Carmen Posadas: Dignidad
Hay palabras y conceptos que envejecen bien y otros muy mal como, por ejemplo, ‘honor’, ‘dignidad’, ‘pundonor’, ‘honra’ o ‘ser fiel a la palabra dada’. ¿A que huelen a naftalina y suenan a pereza supina? Algunos incluso se han visto asociados a actividades o personas nada recomendables. Como ‘dignidad’, que muchos (y yo entre ellos) de inmediato relacionamos con aquella siniestra colonia alemana en Chile que se hizo tristemente célebre durante la dictadura militar como centro de detención y tortura. ‘Honra’ y ‘ser fiel a la palabra dada’, por su parte, recuerdan demasiado a don Vito Corleone, mientras que ‘honor’, qué quieren que les diga, la escucha uno y casi se pone a cantar el Cara al sol. Y, sin embargo, por mal que hayan envejecido y por mucho que recuerden a personas o ideologías que uno rechaza, se trata de actitudes no solo deseables en otros, sino que resultan también provechosas para quienes las practican.
Porque el deseo de los alemanes era convertirlos en animales y arrebatarles su dignidad, ellos debían mantenerla a toda costa
Tomemos el caso de la palabra ‘dignidad’. Semanas atrás, en otro artículo, les contaba cómo mi amiga Malena se había enfrentado a dos enfermedades inmisericordes (esclerosis múltiple y un cáncer) sin una queja, sin venirse abajo, quitando importancia a sus cada vez más evidentes limitaciones y dando gracias a Dios y a la vida por lo que aún podía hacer y disfrutar. Resignación cristiana, pensará alguno; tonta fe que no conduce a ninguna parte, dirá otro, pero lo cierto es que, al igual que la dignidad, tanto la ‘fe’ como la ‘resignación’ (dos términos igualmente alcanforados y viejunos) no sirven solo para aspirar al Más Allá, sino que resultan utilísimos en el Más Acá. Lo son porque, ante una situación como la que acabo de describir, una mala mañana uno decide quedarse en pijama, al otro día no se ducha ni se lava los dientes y, al tercero, no sale de la cama, sumando así a su enfermedad depresión y derrota.

---------------

Explica, según el texto sobre la dignidad, por qué la ‘fe’ y la ‘resignación’ resultan utilísimas en el Más Acá.

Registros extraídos
---------------

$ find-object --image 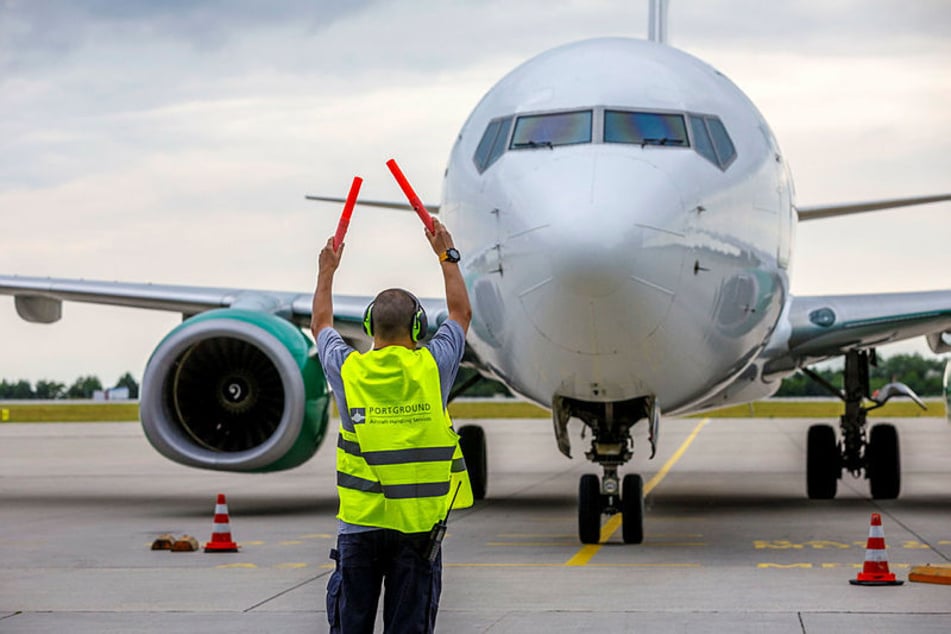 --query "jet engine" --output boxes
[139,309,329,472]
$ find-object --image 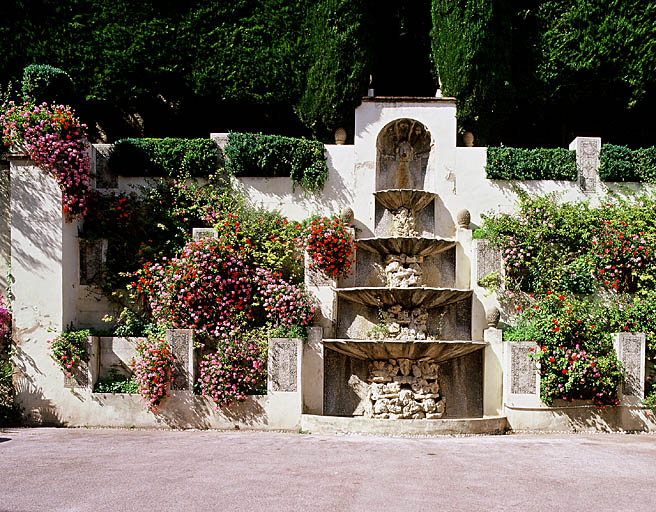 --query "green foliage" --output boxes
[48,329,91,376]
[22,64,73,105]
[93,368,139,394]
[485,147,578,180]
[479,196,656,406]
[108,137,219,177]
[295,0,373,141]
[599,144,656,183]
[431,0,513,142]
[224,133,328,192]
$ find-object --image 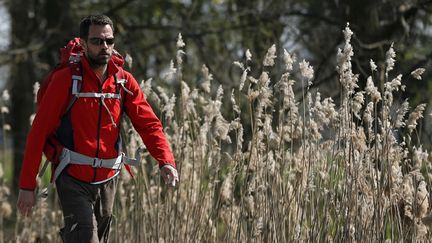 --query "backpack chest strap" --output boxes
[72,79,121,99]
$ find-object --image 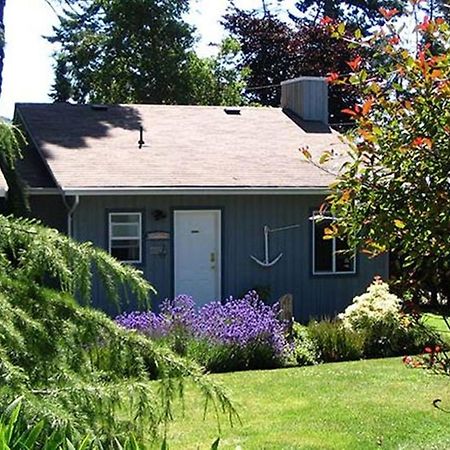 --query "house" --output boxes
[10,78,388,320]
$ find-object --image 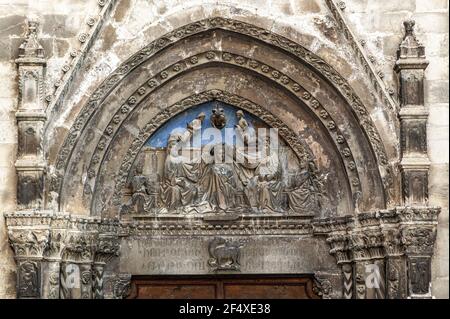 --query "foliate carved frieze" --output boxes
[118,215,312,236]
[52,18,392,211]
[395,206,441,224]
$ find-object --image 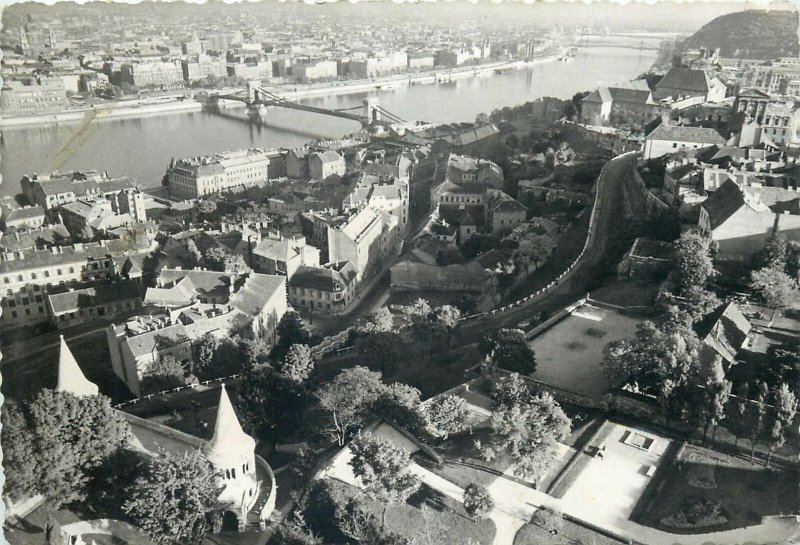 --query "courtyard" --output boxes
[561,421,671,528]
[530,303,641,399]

---------------

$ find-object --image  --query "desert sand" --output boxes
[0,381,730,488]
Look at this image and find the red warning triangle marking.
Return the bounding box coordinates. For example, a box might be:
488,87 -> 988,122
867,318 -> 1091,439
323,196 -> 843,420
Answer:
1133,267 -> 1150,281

---------------

▶ _RESPUESTA REDACTADA_:
Resultan utilísimas porque, ante una situación como la de Malena, uno decide una mala mañana quedarse en pijama. Al otro día no se ducha ni se lava los dientes, y al tercero no sale de la cama, con lo que suma a su enfermedad depresión y derrota.